* Short problem: Take the line that has "the gravel ground." in it and every line after it to the end of the entries, and reproduce them exactly.

>> Start Records for the task

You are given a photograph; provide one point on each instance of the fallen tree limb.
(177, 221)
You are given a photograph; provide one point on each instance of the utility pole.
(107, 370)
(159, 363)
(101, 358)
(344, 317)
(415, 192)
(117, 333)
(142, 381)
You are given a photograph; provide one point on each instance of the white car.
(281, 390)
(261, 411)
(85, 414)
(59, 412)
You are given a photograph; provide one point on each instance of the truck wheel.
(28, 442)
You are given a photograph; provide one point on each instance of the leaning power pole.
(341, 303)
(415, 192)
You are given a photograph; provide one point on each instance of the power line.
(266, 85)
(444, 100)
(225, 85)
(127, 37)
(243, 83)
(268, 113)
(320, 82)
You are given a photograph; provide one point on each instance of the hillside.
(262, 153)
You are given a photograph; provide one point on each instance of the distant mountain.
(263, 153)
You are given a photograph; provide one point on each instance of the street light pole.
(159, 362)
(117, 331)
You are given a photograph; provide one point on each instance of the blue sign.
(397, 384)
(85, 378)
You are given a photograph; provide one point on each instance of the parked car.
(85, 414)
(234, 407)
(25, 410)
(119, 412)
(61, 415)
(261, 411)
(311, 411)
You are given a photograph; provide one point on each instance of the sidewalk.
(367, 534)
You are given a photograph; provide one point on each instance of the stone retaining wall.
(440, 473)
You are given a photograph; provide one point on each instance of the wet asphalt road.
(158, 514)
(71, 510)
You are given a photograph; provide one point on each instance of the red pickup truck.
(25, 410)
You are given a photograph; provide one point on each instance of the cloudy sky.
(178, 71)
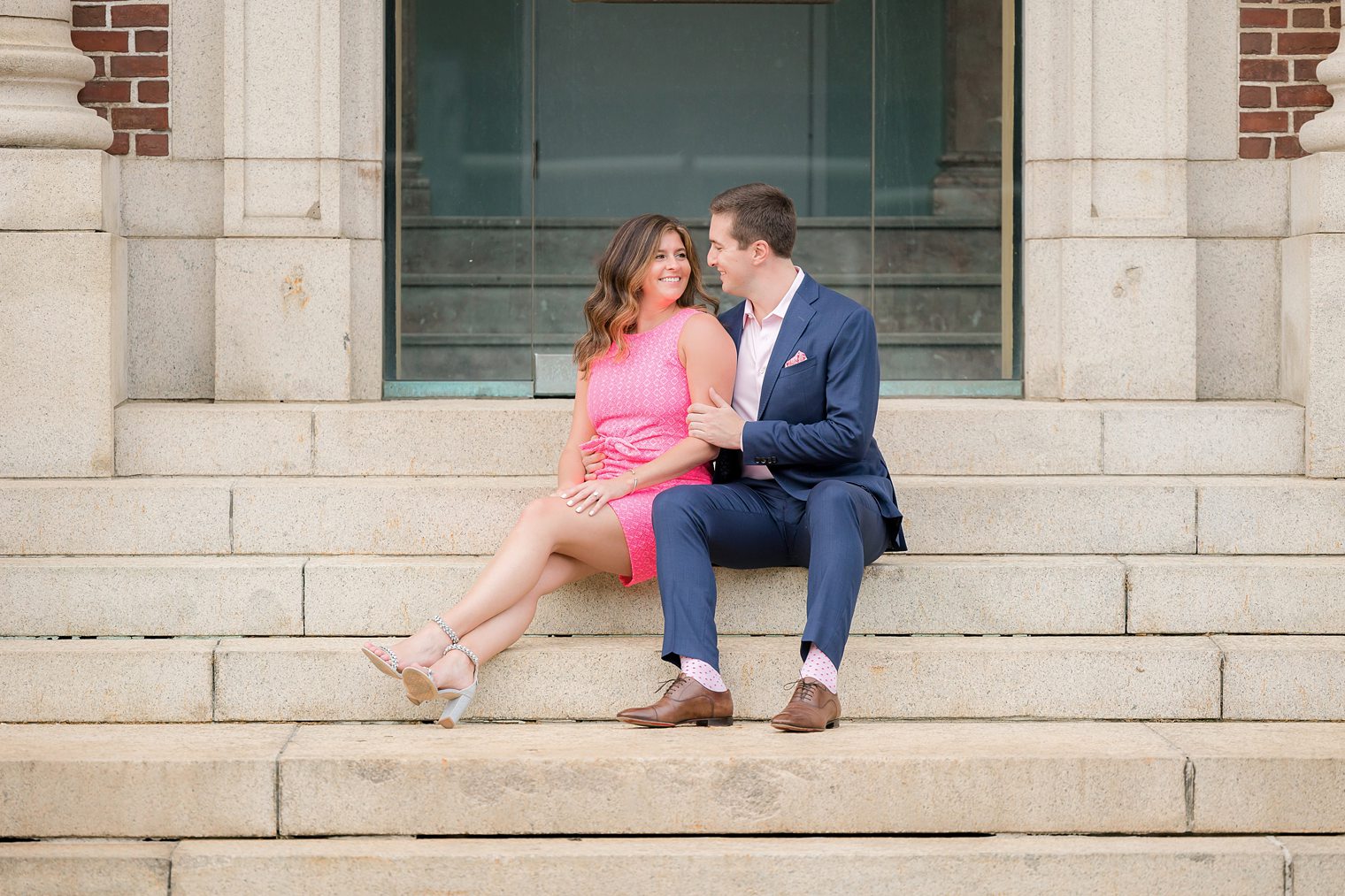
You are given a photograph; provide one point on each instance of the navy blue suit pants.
(752, 524)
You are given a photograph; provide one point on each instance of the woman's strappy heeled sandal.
(420, 681)
(382, 665)
(457, 705)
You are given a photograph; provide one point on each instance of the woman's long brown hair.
(613, 306)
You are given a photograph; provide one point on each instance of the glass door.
(522, 132)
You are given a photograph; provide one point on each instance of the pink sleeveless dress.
(638, 408)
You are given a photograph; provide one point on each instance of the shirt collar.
(784, 302)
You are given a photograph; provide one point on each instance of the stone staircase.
(1114, 662)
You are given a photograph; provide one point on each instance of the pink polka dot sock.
(703, 673)
(817, 665)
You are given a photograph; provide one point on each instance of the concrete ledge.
(1283, 677)
(273, 678)
(1006, 864)
(90, 868)
(212, 440)
(1239, 595)
(106, 681)
(113, 517)
(1264, 777)
(139, 780)
(616, 779)
(88, 596)
(900, 595)
(1203, 438)
(1272, 517)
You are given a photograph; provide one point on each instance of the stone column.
(970, 182)
(1313, 281)
(303, 199)
(62, 291)
(1110, 275)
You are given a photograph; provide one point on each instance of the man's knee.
(830, 495)
(674, 505)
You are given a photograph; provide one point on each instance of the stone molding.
(41, 75)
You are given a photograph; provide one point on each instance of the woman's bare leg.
(545, 528)
(494, 635)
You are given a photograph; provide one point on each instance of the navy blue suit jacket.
(817, 417)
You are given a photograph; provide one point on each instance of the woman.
(649, 353)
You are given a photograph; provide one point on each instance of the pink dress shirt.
(753, 356)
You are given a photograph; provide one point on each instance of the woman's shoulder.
(703, 328)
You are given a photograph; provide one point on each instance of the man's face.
(728, 257)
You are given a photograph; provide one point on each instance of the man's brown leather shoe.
(683, 702)
(811, 708)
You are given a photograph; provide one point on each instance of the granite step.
(1001, 864)
(457, 516)
(581, 779)
(933, 595)
(1269, 677)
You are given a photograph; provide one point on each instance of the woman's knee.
(541, 514)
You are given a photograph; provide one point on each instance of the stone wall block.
(171, 319)
(366, 319)
(1257, 777)
(1104, 198)
(1313, 345)
(62, 351)
(1318, 864)
(1272, 516)
(1244, 198)
(282, 319)
(41, 75)
(140, 780)
(151, 596)
(108, 681)
(1283, 677)
(46, 868)
(1212, 80)
(113, 517)
(61, 188)
(196, 73)
(227, 439)
(1241, 595)
(1127, 319)
(1238, 284)
(1317, 194)
(171, 198)
(1205, 439)
(915, 777)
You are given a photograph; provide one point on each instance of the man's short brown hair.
(760, 211)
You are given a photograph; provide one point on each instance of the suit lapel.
(732, 322)
(791, 330)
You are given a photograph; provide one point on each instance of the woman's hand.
(592, 495)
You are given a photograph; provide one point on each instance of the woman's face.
(666, 278)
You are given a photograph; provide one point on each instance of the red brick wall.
(128, 42)
(1282, 42)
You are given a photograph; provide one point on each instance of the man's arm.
(851, 395)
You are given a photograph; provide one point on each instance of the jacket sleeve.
(851, 407)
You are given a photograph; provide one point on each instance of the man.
(799, 479)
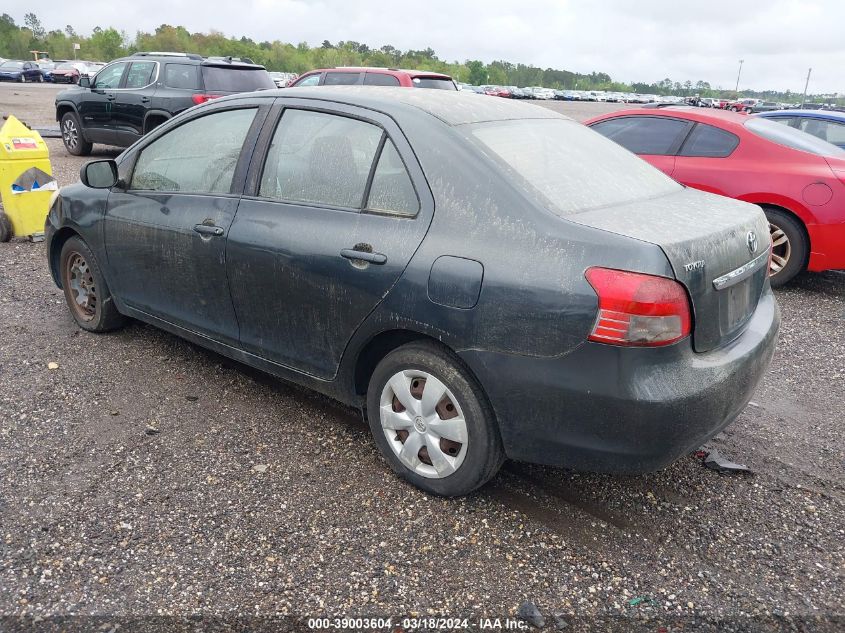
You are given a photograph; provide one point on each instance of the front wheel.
(789, 247)
(432, 422)
(86, 291)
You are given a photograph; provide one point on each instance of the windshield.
(438, 83)
(224, 79)
(571, 167)
(792, 138)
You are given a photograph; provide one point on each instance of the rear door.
(654, 138)
(337, 206)
(166, 233)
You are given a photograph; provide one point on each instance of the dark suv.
(133, 95)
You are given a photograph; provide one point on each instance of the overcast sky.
(632, 40)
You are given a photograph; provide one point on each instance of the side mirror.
(99, 174)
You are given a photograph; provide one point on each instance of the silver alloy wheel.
(70, 134)
(781, 249)
(423, 423)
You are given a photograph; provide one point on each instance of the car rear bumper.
(613, 409)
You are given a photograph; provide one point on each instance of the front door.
(166, 234)
(332, 222)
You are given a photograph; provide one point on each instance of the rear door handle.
(208, 229)
(364, 256)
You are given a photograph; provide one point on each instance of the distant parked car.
(824, 124)
(426, 263)
(355, 76)
(16, 70)
(798, 179)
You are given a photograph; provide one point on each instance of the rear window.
(792, 138)
(571, 167)
(438, 83)
(225, 79)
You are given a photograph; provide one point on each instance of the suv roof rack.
(165, 54)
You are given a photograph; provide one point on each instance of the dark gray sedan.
(484, 278)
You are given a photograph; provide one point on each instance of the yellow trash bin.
(26, 181)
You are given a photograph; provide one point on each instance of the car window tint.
(380, 79)
(829, 131)
(341, 79)
(140, 74)
(644, 135)
(792, 138)
(110, 76)
(311, 80)
(182, 76)
(571, 167)
(392, 190)
(320, 159)
(197, 157)
(710, 142)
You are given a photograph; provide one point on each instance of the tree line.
(105, 44)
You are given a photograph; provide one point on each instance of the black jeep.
(132, 95)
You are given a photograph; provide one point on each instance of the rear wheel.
(790, 246)
(86, 292)
(72, 137)
(432, 422)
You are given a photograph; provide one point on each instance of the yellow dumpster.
(26, 183)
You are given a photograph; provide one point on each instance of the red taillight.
(198, 99)
(637, 309)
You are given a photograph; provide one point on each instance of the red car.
(351, 76)
(798, 179)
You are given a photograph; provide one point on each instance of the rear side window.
(183, 76)
(792, 138)
(321, 159)
(140, 74)
(568, 166)
(709, 142)
(341, 79)
(651, 135)
(438, 83)
(380, 79)
(226, 79)
(197, 157)
(392, 190)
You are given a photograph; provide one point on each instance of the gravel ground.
(257, 498)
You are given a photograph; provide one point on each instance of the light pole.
(737, 77)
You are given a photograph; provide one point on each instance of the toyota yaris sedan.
(484, 279)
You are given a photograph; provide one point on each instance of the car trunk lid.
(717, 247)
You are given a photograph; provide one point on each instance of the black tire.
(484, 453)
(5, 228)
(72, 137)
(794, 251)
(99, 315)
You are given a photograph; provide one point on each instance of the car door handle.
(208, 229)
(364, 256)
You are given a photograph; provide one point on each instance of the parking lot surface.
(254, 497)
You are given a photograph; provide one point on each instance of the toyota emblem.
(751, 241)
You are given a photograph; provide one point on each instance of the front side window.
(110, 76)
(140, 74)
(321, 159)
(651, 135)
(392, 190)
(709, 142)
(197, 157)
(572, 168)
(341, 79)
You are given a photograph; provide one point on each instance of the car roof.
(453, 107)
(358, 69)
(830, 115)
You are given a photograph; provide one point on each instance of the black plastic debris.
(714, 461)
(529, 612)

>> End Records for the task

* Solution for this exercise:
You are given a photograph; provide one point on each instance of the gravel ground.
(257, 498)
You are given a photograph; provide one point on each instance of the light pole.
(737, 77)
You are given a photograph; provide one point on each instance of the toyota yaris sedan.
(484, 279)
You are given a photograph; provide one point on each instance of the car trunk lid.
(717, 247)
You are given a photograph; provide one point on each instance of the black tire.
(484, 453)
(5, 228)
(72, 137)
(794, 251)
(99, 315)
You are given a photograph; provide one point on each instance of the car door handle.
(208, 229)
(364, 256)
You are given a photograph; provide one point on each instance of the parking lot surface.
(254, 497)
You are given a photograph; provide one point on each instance of the toyota emblem.
(751, 241)
You are given a photograph; provide one point on each instance of the front side window.
(110, 76)
(140, 74)
(321, 159)
(651, 135)
(392, 190)
(709, 142)
(197, 157)
(572, 168)
(341, 79)
You are given a photograph; provide one point on each instance of the car roof.
(453, 107)
(358, 69)
(830, 115)
You are given a photograph; provide one point on each instance of the black plastic debris.
(714, 461)
(529, 612)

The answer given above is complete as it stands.